### TEXT UNDER STUDY
^^^^^^^^^^^^^^^^

The comedy and the irony of no one knowing your age
From the funny, the flattering, and the fantastic, anecdotes of a life where age is but a numbers game
I am eternally grateful to my Spanish grandfather for many things: from the shape of my nose to the desirability of my passport. But to my Asian genes I credit a commodity far more elusive and far more desirable, at least to Caucasians: eternal youth, or a semblance of it.
Asians don’t age, my ex-husband (British, white, condescending—you know the type) once observed.
Yes, I nodded, but we mature. Caucasians, on the other hand, age but do not necessarily mature.
Of course I was speaking then about one particular Caucasian.
Through the decades, I have often been mistaken for being younger than I really am, and of course I have delighted in the compliments. Who wouldn’t be chuffed to have a group of 16-year-old boys ask you to the movies this coming Friday while you, a recent bride of 26, are lounging by the pool in Hongkong Parkview? Who wouldn’t be amused and secretly thrilled when 10 year-old kids playing in front of your house in Amman, Jordan, ask you how old you are, and when you say talateen (30), they insist on correcting you and saying, “13 is talatash, not talateen!” Who wouldn’t be surprised and frankly giddy when a 25-year-old hunk hits on your 47-year-old self, thinking you can’t be more than 35? And who wouldn’t be tickled pink when a 19-year-old student (half-English, half-Sicilian, natch) mistakes you, now all of 52, for a fellow student when you settle your own 19-year-old daughter into her dorm room at university? I mean, that took the cake. It’s easy to be blithe about aging when you are somewhat blessed with the youthfulness gene. While other people fret about their sagging jowls and dulling skin, the dread you profess about the inexorable onslaught of wrinkles is more affected and sympathetic rather than real. You realize as you get older, while the non-Asians around you complain about wrinkles that have marked foreheads and pushed mouths downward a decade or two before they should, that growing up in the tropics, railing incessantly about the sweltering heat, has actually been the best thing: the very humidity that kept you fanning yourself maniacally and dabbing at your face with a tissue is the secret talisman that kept your skin wonderfully plumped and moisturized.

^^^^^^^^^^^^^^^^

### DATASET
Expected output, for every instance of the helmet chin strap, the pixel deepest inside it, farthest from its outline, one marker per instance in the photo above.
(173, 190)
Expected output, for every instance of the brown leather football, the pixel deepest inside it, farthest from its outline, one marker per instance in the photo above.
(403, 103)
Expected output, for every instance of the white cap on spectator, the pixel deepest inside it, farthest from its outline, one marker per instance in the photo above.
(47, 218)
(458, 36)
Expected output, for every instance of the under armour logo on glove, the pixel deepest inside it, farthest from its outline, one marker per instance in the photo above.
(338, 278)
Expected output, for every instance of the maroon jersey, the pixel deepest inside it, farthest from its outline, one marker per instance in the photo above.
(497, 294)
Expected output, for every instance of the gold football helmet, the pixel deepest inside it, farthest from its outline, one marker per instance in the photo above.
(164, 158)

^^^^^^^^^^^^^^^^

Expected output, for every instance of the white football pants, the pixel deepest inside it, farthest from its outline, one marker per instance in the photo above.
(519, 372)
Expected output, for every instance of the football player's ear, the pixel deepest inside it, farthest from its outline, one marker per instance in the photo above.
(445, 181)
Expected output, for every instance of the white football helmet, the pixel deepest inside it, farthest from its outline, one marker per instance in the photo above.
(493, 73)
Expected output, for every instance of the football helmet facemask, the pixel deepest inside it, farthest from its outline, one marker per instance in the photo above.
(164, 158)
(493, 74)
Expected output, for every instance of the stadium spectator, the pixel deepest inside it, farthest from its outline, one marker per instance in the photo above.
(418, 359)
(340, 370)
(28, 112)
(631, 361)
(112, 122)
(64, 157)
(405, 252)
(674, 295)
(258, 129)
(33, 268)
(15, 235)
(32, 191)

^^^^^^^^^^^^^^^^

### INSTRUCTIONS TO FOLLOW
Continue the essay on looking younger than one's age above, starting right after its last sentence.

### ANSWER FOR THE TASK
That has held true no matter the unforgiving climes I have found myself living in through most of my adult life, be it in the intense but arid heat of Jordan, the biting winters of Paris, the mercurial seasons of England, the endless blue skies but parched air of Johannesburg. Of course, I slathered myself with moisturizer, but whether the brand was La Prairie or Decleor or Biotherm or Nivea or Dr. Brandt or even Savane, the certified organic South African skincare range I helped launch, my routine was basic and fuss-free: cleanse, tone, and moisturize, perhaps exfoliate once a week. As I got older, I added a serum and facial oil at night-time, and fitted in a facial when I could, but otherwise I eschewed fillers or Botox or surgery.
Nature continues to be kind, I will admit, but I’d like to think that approaching life with a certain fearlessness keeps me youthful. As do humor and grace. And getting out of a bad marriage.